Texte fourni:
_ _ _ _
Atos se penche sur le dossier sensible de sa direction. Depuis un an, le groupe de services informatiques enchaine les déconvenues : doutes sur les comptes, mauvais résultats, direction critiquée. Coup de grâce symbolique, Atos est sorti du CAC 40 il y a une semaine alors que son cours de Bourse a chuté de 40% depuis le début de l’année.
Selon plusieurs sources proches, le conseil d’administration d’Atos réfléchit à changer de directeur général. Elie Girard est très critiqué par les investisseurs qui lui reprochent un manque de décisions stratégiques majeures. Sa revue stratégique présentée fin juillet les a déçus. « Depuis quinze jours, il y a des réflexions au sein du conseil pour faire évoluer la gouvernance » nous confie un cadre d’Atos. Rien n’est officiel et les discussions entre les administrateurs restent confidentielles. Mais le sujet est dans toutes les têtes.
L’ombre de Thierry Breton
Point majeur, le président du conseil d’administration est favorable à cette option, selon son entourage. « En privé, Bertrand Meunier est assez explicite sur le sujet » confie un de ses proches. « Il y pense mais n’a pas la majorité au sein du conseil d’administration, nuance une autre source. Le sujet n’est pas mûr ». « Il n’est pas d’actualité » nuance toutefois une source proche du conseil.
_ _ _ _
Enregistrements fournis:

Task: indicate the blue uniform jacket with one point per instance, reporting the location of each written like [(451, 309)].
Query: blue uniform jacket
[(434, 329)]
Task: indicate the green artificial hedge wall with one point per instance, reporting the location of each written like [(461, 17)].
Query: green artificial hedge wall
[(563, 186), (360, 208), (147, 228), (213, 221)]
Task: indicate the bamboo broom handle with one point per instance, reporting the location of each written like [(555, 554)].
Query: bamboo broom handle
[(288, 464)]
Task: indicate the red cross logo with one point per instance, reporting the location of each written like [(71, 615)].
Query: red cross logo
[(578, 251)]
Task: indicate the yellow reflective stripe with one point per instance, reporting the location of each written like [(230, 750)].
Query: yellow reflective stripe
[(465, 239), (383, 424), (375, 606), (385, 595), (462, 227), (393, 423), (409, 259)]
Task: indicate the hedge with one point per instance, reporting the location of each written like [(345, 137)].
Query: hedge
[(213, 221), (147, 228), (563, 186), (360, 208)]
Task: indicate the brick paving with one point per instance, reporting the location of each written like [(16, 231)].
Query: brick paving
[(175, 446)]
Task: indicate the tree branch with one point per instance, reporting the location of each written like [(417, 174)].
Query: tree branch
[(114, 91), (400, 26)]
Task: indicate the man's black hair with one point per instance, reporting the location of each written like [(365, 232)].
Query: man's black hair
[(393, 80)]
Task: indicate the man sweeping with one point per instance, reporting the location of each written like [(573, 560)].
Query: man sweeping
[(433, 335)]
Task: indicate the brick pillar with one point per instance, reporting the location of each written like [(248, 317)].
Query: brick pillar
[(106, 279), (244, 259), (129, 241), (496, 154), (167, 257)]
_ _ _ _
À faire:
a – D'après le texte, de combien le cours de Bourse d'Atos a-t-il chuté depuis le début de l'année ?
b – Recopiez à l'identique les lignes des enregistrements, de la ligne contenant « Task: indicate the bamboo » à la ligne contenant « 423), (409, 259)] », ces deux lignes comprises.
Le texte et les enregistrements proviennent de sources distinctes.

Réponses:
a – De 40 %.

b –
Task: indicate the bamboo broom handle with one point per instance, reporting the location of each written like [(555, 554)].
Query: bamboo broom handle
[(288, 464)]
Task: indicate the red cross logo with one point per instance, reporting the location of each written like [(71, 615)].
Query: red cross logo
[(578, 251)]
Task: indicate the yellow reflective stripe with one point per instance, reporting the location of each written like [(230, 750)].
Query: yellow reflective stripe
[(465, 239), (383, 424), (375, 606), (385, 595), (462, 227), (393, 423), (409, 259)]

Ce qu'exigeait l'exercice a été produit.